A searching statistical analysis identified the key factors, out of many, which were associated with increased risk of hip fracture (Table 2).

Table 2: Risk factors
Age 80 years or more
Maternal history of hip fracture
Any fracture since age of 50
Fair, poor, or very poor health
Previous hyperthyroidism
Anticonvulsant therapy
Current weight less than at age 25
Height at age 25 168 cm or more
More than 2 cups of coffee a day
On feet less than 4 hours a day
No walking for exercise
Unable to rise from chair without using arms
Lowest quartile of depth perception
Lowest quartile of contrast sensitivity
Resting pulse above 80 per minute

These were combined with the bone density at the heel to demonstrate just how some women could be identified at being particularly at risk. Fifteen percent of women had at least five risk factors, and had an incidence of hip fracture of 19 per 1000 woman years - or about a 2% risk every year. The 47% of women with two or fewer risk factors had a risk of 1 per 1000 woman years - or about 0.1% a year. When combined with bone density the risks were increased even further with those with the lowest bone density (Figure 2 ).

Figure 2: Interaction between risk factors for hip fracture and bone density

So what can we do?

It comes down to preventing hip fractures and preventing falls. For hip fractures the targets for interventions are shown in Figure 3. For people with skeletal problems, there are a number of therapeutic interventions - from bisphosphonates, to hormone replacement therapy, to the use of hip protectors, though exercise may be of importance also. The key is to identify those people most at risk.

Figure 3: Targets for reducing hip fracture rates in women

There is a Cochrane review of interventions to reduce the incidence of falling in the elderly [3]. This showed, on a limited number of trials with about 500 patients, that exercise alone or in conjunction with a health education programme were ineffective in protecting against falling. There was some evidence that interventions targeting multiple identified risk factors in individual patients might be effective.

Another important area to examine is that of prescribed drugs. What appears to be the first of a series of drugs and falls in over 60s [4] identifies many classes of psychotropic drugs as having an association with falls in non-randomised studies. Though frustratingly without any data other than odds ratios and relative risks, it reported that falls were common. For instance, in seven prospective studies of community-dwelling older people the annual incidence of falls ranged between 29% and 52%, and in two long-term studies looking at psychotropics the incidence of falls over six months was 58%.

We know that many drugs - antihypertensives, for instance, may have dizziness as an adverse effect. It is likely that many of the medicines prescribed for older people for very good reasons may contribute to falls - an additional source of harm.

So no simple answer, but much food for thought. Bandolier would love to know of any practical studies which have set out to reduce falls in older people at particularly high risk, apart from that in Bandolier 20 . A recent report [5] suggests that screening for fall-related risk factors need take only about five minutes. These, though, are for women. Falls and hip fractures in men could do with some more attention to derive risk factors for them, also.


  1. B Allolio. Risk factors for hip fracture not related to bone mass and their therapeutic implications. Osteoporosis International 1999 Suppl 2: S9-S16.
  2. SR Cummings et al. Risk factors for hip fracture in white women. New England Journal of Medicine 1995 332: 767-73.
  3. LD Gillespie et al. Interventions to reduce the incidence of falling in the elderly. Cochrane Library 1998 issue 3.
  4. RM Leipzig et al. Drugs and falls in older people: a systematic review and meta-analysis: I. Psychotropic drugs. Journal of the American Geriatric Society 1999 47: 30-39.
  5. G Duward et al. Detection of risk of falling and hip fracture in women referred for bone densitometry. Lancet 1999 354: 220-1.
See also:
Gillespie LD, Gillespie WJ, Cumming R, Lamb SE, Rowe BH. Interventions for preventing falls in the elderly (Cochrane Review). In: The Cochrane Library, Issue 3, 1999.
Parker MJ, Gillespie LD, Gillespie WJ. Hip protectors for preventing hip fractures in the elderly (Cochrane Review). In: The Cochrane Library, Issue 3, 1999.

→ **Supplied entries**

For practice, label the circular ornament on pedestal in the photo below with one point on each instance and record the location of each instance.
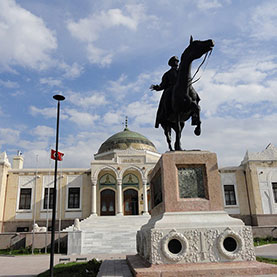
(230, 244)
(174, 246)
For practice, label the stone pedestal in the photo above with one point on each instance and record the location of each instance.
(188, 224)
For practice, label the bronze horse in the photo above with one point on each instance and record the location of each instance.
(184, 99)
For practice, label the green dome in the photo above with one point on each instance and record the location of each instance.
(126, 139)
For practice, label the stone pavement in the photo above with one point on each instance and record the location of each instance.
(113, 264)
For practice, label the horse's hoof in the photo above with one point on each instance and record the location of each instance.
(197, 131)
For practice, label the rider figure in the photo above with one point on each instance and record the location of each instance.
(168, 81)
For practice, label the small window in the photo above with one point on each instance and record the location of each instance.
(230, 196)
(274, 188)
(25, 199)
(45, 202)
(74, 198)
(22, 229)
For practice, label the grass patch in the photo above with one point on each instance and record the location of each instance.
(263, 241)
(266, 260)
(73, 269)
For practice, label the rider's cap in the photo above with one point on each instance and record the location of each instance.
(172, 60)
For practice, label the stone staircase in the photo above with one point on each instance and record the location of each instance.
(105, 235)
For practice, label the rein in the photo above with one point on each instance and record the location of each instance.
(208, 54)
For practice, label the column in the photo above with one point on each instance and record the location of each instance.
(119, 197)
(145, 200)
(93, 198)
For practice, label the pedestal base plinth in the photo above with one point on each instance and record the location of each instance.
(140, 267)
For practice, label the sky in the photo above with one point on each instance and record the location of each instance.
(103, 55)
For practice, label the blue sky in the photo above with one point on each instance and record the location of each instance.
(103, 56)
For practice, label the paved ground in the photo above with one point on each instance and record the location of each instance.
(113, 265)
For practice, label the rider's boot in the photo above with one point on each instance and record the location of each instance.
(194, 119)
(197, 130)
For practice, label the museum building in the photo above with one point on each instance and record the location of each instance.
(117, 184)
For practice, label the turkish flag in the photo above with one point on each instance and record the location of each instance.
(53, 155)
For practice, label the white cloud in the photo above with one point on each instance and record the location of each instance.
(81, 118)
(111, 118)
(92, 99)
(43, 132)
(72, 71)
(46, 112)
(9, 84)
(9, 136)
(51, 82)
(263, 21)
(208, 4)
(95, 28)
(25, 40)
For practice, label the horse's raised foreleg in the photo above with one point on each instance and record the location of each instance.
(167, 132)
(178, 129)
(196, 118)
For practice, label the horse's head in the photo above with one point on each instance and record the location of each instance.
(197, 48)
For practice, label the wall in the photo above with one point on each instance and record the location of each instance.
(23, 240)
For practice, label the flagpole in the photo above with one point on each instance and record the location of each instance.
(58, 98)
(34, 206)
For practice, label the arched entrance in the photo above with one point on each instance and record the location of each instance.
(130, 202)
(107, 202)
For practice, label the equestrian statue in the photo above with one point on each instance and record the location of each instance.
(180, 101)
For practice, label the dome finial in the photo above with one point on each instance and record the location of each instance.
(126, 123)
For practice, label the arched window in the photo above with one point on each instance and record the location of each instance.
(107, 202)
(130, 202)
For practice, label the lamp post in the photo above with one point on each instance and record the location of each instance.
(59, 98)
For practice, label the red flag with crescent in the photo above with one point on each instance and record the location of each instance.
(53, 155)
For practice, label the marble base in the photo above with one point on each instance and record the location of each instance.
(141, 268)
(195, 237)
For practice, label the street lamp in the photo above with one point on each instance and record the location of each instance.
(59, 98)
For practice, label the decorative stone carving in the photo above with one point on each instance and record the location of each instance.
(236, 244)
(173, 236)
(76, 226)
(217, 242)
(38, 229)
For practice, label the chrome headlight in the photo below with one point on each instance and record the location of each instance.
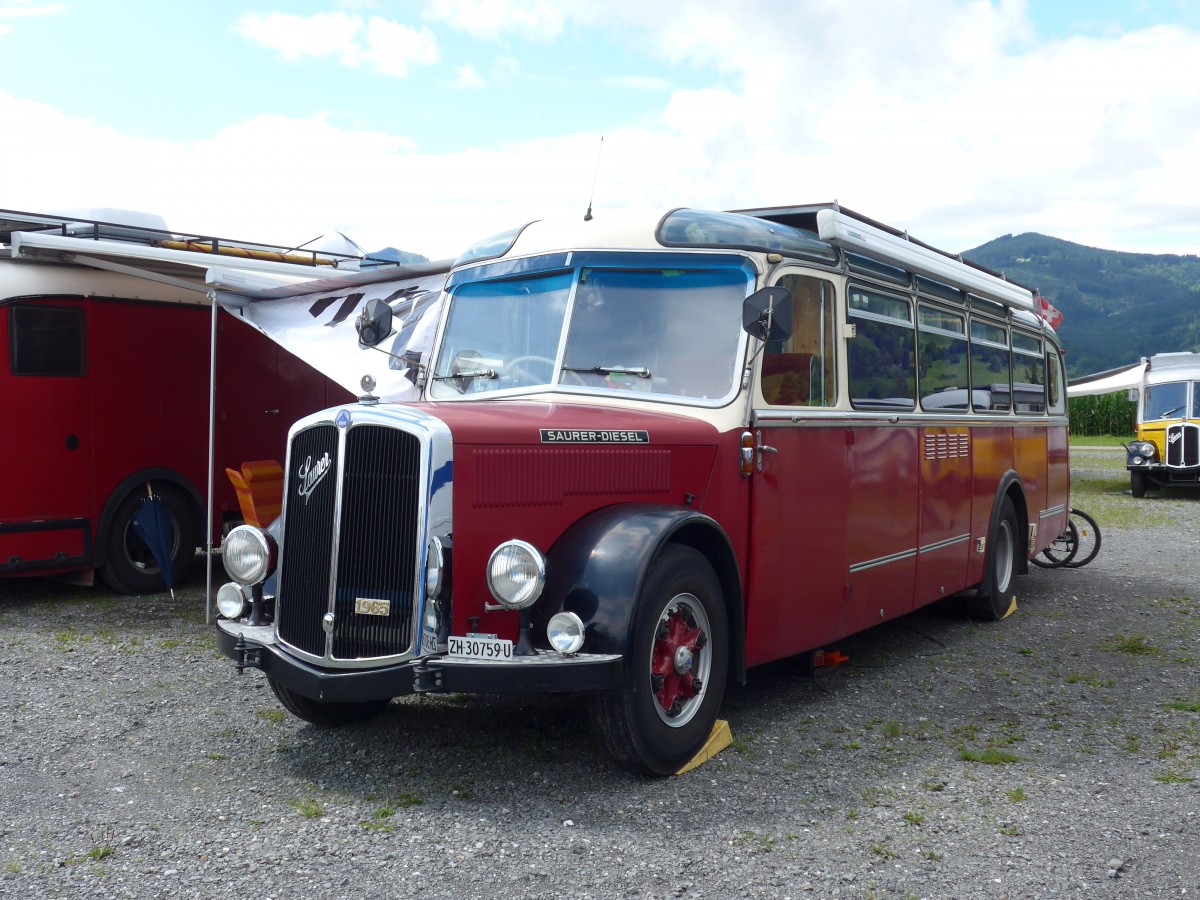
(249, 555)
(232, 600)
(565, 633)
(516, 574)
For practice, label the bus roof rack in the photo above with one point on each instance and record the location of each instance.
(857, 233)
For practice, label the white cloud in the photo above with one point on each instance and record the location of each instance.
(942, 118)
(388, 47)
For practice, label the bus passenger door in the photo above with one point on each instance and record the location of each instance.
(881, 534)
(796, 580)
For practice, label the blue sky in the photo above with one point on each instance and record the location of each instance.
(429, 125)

→ **Exercise tasks**
A) According to the hip fracture passage, what percentage of women had at least five risk factors?
B) Reproduce the part of the hip fracture passage that opens with the words containing "Figure 2: Interaction" and closes with "most at risk.".

→ **Numbered answers**
A) Fifteen percent.

B)
Figure 2: Interaction between risk factors for hip fracture and bone density

So what can we do?

It comes down to preventing hip fractures and preventing falls. For hip fractures the targets for interventions are shown in Figure 3. For people with skeletal problems, there are a number of therapeutic interventions - from bisphosphonates, to hormone replacement therapy, to the use of hip protectors, though exercise may be of importance also. The key is to identify those people most at risk.